- Born: December 26, 1888 Dracy-Saint-Loup, France
- Died: September 13, 1982 (aged 93) Duingt, Haute-Savoie
- Occupation: Historian
- Years active: 1913-1961

= Marius Canard =

French Orientalist and historian (1888–1982)

Marius Canard FBA (26 December 1888 – 13 September 1982) was a French Orientalist and historian.

== Biography ==
He was born in a small village in the region of Morvan, where his father was a school teacher. Canard studied at the Collège Bonaparte in Autun and completed his studies in the Faculty of Letters of the University of Lyon, where he learned the Arabic, Turkish and Persian languages under the guidance of his coeval Gaston Wiet (1887–1971).

His first teaching post was as a high school professor at Toulon in 1913. During the First World War, he served with the 16th Chasseurs à cheval Regiment stationed at Beaune, and was decorated with the Croix de Guerre with a silver star. After the war, he went to Morocco, where he perfected his knowledge of Arabic. In 1920 he returned to Lyon, where he taught in the Lycée du Parc. In order to further his language skills, he re-entered the local university's Faculty of Letters to learn Sanskrit.

Canard then visited the École des Langues Orientales (now known as INALCO) in Paris, where he came to know both William Marçais (1872–1956), and Georges Marçais (1876–1962). The latter convinced Canard to return to the Maghreb, first as a teacher in the Lycée de Tunis and then as a professor in the Faculty of Letters of the University of Algiers. It was there that Canard, along with Georges Marçais, founded the Institut d'Études Orientales and began a journal that soon acquired international prominence among Orientalists: the Annales.

▶ **Raw records**
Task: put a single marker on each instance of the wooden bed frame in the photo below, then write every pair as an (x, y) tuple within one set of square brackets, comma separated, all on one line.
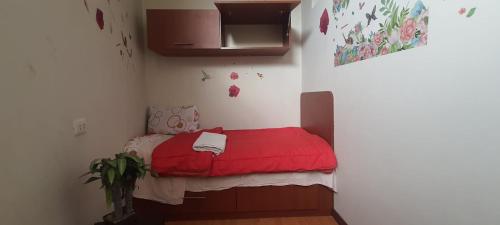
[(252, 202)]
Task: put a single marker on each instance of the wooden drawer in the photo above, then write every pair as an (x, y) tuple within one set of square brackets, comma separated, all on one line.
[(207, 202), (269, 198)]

---

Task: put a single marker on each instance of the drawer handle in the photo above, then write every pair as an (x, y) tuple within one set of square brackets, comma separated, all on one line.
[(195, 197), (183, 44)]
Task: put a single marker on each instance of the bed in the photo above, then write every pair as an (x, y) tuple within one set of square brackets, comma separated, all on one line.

--

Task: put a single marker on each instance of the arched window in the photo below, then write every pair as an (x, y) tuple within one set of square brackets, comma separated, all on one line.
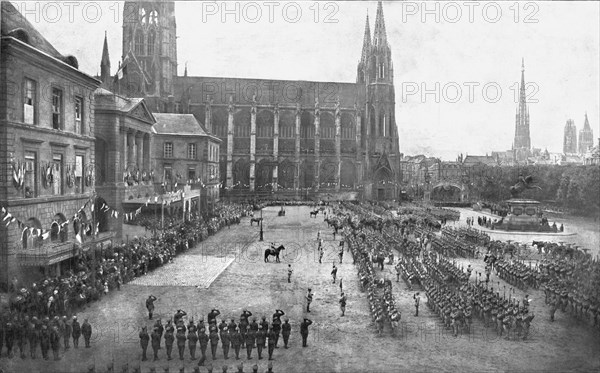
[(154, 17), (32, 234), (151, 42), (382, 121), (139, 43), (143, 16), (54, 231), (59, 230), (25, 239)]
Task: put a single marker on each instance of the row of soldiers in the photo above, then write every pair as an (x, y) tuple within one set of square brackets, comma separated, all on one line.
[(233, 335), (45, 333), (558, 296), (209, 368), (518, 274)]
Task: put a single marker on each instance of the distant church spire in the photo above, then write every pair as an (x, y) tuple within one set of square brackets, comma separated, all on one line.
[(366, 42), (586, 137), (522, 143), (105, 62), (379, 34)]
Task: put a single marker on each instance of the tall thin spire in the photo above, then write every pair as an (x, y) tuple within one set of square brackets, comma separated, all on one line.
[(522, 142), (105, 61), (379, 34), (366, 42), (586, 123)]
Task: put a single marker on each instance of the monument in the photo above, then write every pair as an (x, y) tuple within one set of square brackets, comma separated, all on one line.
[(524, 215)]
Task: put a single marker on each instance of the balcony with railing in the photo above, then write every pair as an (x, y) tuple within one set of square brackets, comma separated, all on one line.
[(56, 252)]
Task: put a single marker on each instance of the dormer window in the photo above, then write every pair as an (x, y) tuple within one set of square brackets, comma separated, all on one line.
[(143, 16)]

▶ **Directives**
1. Revise the part of the Marius Canard biography that opens with the words "His first teaching" and closes with "to learn Sanskrit.", replacing "Sanskrit" with "Hebrew".
2. Answer these questions from the Marius Canard biography:
(a) Where and in what year did Canard hold his first teaching post?
(b) Which languages did he learn at the University of Lyon under Gaston Wiet?
(c) Who convinced Canard to return to the Maghreb?
3. Translate this sentence from the Marius Canard biography into Spanish: "In 1920 he returned to Lyon, where he taught in the Lycée du Parc."
The listing has no connection to the Marius Canard biography.

▶ **Solved problems**
1.
His first teaching post was as a high school professor at Toulon in 1913. During the First World War, he served with the 16th Chasseurs à cheval Regiment stationed at Beaune, and was decorated with the Croix de Guerre with a silver star. After the war, he went to Morocco, where he perfected his knowledge of Arabic. In 1920 he returned to Lyon, where he taught in the Lycée du Parc. In order to further his language skills, he re-entered the local university's Faculty of Letters to learn Hebrew.

2.
(a) At Toulon, in 1913.
(b) Arabic, Turkish and Persian.
(c) Georges Marçais.

3. En 1920 regresó a Lyon, donde enseñó en el Lycée du Parc.